> [What you will do]:
Format the lines of the material below from the line containing "Target: wooden door" up to and including the line containing "x=977 y=457" as a JSON list of strings, one string per line, leaving out any blank lines.

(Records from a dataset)

** Begin **

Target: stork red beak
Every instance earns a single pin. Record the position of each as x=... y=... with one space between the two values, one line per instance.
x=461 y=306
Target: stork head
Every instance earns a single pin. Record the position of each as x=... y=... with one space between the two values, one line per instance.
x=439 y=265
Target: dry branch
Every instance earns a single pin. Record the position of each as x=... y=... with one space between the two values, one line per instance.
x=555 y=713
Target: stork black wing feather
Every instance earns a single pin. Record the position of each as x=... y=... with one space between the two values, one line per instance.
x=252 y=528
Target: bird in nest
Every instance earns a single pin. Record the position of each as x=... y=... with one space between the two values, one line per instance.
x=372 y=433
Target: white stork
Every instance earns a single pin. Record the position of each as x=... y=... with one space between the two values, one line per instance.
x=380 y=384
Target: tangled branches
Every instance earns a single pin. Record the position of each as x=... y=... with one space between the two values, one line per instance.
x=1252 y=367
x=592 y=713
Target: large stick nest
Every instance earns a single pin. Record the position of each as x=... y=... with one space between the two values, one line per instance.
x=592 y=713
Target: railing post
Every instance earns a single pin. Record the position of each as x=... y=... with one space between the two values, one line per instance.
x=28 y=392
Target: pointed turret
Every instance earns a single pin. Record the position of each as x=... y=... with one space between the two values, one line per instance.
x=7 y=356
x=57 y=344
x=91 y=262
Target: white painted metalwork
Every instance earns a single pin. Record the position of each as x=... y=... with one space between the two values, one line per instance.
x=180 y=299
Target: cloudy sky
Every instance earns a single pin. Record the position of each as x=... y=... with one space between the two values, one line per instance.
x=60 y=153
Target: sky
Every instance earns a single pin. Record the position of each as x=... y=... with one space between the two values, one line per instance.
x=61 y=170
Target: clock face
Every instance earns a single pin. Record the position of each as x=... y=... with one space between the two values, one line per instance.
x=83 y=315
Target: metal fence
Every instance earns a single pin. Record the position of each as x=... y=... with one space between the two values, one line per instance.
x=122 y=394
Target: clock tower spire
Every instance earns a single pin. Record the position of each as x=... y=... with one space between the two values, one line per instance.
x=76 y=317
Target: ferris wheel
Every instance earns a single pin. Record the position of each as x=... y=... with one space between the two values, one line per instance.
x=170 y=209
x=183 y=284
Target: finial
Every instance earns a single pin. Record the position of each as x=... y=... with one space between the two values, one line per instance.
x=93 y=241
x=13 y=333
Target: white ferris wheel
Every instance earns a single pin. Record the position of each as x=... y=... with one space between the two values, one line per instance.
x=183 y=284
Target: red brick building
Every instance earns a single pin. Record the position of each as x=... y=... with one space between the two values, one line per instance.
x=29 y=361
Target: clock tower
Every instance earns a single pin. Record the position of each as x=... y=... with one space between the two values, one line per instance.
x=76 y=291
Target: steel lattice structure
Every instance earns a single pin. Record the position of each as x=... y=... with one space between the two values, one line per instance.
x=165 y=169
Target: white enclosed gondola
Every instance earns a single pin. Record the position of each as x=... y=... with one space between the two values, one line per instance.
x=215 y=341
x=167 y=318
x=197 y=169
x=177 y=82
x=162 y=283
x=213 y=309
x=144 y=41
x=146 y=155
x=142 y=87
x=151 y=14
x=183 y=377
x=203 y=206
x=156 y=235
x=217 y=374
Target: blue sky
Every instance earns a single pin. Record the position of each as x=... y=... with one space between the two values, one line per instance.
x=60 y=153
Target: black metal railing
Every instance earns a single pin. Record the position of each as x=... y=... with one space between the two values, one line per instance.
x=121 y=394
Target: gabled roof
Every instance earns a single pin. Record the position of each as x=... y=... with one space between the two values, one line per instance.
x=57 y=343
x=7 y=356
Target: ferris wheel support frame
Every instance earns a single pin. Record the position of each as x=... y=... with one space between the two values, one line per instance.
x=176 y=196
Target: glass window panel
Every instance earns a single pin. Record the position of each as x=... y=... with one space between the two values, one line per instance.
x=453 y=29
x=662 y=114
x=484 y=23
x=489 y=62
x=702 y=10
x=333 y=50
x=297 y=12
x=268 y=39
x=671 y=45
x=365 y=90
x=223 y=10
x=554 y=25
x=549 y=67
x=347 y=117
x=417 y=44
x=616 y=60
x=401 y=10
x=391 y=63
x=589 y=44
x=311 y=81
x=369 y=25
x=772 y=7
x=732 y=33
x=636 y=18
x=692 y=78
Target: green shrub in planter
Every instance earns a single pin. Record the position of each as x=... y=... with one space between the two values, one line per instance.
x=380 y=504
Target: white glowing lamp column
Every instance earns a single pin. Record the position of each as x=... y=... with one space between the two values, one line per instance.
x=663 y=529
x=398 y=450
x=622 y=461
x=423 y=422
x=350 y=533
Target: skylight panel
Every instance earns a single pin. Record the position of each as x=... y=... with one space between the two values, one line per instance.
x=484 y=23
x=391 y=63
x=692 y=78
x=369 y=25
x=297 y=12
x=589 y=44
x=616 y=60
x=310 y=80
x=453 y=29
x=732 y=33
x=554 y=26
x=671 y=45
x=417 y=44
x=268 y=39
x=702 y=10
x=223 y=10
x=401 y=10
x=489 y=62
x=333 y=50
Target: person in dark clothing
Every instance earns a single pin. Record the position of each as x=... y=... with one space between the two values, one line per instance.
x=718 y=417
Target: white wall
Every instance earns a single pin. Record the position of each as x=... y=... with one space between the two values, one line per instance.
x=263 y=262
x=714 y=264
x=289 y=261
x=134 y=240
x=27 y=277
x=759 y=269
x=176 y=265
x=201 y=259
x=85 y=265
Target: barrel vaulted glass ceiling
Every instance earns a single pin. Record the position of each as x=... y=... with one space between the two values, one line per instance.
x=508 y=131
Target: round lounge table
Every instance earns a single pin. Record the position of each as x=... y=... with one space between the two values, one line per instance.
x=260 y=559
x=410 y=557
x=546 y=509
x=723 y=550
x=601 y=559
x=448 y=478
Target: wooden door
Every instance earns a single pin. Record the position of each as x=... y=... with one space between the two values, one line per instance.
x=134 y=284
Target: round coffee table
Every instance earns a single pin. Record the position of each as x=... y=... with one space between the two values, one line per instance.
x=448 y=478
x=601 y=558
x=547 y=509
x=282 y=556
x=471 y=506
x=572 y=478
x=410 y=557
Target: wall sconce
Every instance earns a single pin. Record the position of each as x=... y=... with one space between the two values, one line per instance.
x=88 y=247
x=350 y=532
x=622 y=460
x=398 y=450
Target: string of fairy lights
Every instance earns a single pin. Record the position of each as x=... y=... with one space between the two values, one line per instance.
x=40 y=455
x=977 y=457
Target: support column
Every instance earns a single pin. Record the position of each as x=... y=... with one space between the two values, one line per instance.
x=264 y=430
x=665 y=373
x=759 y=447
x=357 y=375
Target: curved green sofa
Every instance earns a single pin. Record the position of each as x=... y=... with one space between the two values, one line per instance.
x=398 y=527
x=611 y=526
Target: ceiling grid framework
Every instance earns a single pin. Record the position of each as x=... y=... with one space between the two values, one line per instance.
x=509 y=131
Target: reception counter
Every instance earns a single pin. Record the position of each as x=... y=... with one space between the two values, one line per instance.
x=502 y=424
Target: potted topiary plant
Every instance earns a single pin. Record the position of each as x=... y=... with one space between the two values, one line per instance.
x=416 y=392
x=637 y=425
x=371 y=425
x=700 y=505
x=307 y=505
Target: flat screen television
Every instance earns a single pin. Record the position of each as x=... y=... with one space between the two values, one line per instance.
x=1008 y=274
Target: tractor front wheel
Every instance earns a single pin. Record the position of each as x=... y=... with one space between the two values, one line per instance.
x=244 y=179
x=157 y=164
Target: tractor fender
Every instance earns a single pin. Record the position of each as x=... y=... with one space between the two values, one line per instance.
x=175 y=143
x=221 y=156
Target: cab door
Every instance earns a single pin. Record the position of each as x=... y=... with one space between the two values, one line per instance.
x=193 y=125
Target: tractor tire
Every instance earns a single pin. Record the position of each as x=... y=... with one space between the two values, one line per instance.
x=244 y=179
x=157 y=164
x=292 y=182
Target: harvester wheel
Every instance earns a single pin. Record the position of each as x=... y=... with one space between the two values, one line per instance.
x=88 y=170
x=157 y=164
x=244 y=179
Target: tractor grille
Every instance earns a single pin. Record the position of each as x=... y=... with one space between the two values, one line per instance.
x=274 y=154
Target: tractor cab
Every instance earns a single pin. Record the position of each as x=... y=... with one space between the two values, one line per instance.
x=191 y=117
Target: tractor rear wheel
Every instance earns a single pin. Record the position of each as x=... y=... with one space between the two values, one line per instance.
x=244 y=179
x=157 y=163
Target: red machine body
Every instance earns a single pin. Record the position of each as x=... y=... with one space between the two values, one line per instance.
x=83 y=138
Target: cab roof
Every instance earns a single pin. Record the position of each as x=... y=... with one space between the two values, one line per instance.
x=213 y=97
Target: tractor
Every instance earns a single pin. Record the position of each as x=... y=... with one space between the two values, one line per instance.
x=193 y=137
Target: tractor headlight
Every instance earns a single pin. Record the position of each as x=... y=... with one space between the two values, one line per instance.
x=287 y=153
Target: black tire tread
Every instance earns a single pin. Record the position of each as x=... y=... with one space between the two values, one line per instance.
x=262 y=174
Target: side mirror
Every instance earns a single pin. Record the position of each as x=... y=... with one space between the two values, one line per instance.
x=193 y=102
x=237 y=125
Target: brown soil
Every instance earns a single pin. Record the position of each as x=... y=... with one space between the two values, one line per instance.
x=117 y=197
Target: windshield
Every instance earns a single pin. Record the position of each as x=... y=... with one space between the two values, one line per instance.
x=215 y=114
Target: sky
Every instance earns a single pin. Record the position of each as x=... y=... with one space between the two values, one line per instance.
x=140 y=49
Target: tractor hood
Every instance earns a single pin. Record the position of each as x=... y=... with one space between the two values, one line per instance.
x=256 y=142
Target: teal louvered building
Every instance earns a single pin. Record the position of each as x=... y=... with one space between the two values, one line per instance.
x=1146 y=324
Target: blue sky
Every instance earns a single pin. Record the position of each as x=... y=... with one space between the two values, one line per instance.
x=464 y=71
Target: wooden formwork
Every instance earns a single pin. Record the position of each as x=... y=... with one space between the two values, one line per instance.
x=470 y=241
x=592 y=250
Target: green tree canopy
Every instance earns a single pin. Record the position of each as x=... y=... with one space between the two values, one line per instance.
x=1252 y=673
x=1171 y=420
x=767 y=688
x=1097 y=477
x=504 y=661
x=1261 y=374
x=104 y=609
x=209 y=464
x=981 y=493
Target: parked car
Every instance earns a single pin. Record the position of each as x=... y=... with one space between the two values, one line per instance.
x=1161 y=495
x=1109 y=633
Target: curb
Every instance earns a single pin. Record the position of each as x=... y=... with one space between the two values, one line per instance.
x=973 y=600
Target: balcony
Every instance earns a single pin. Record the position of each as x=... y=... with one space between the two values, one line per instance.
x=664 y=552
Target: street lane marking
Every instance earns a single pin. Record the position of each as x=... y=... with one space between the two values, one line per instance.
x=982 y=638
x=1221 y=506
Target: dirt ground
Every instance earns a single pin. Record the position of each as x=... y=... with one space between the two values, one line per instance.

** End **

> [Task solution]:
[
  "Target: wooden door",
  "Every instance earns a single pin. Record the position of each as x=... y=... with one space between the two values, one line per instance.",
  "x=134 y=284",
  "Target: round coffee table",
  "Every instance earns a single pin. Record the position of each as x=... y=... with one space between the two values, one line per instance.",
  "x=448 y=478",
  "x=601 y=558",
  "x=547 y=509",
  "x=282 y=556",
  "x=471 y=506",
  "x=572 y=478",
  "x=410 y=557",
  "Target: wall sconce",
  "Every instance earns a single pin. Record the position of each as x=... y=... with one space between the two values, one line per instance.",
  "x=88 y=247",
  "x=350 y=532",
  "x=622 y=460",
  "x=398 y=450",
  "Target: string of fairy lights",
  "Every instance earns a single pin. Record the position of each as x=... y=... with one space between the two values, one line per instance.",
  "x=40 y=455",
  "x=977 y=457"
]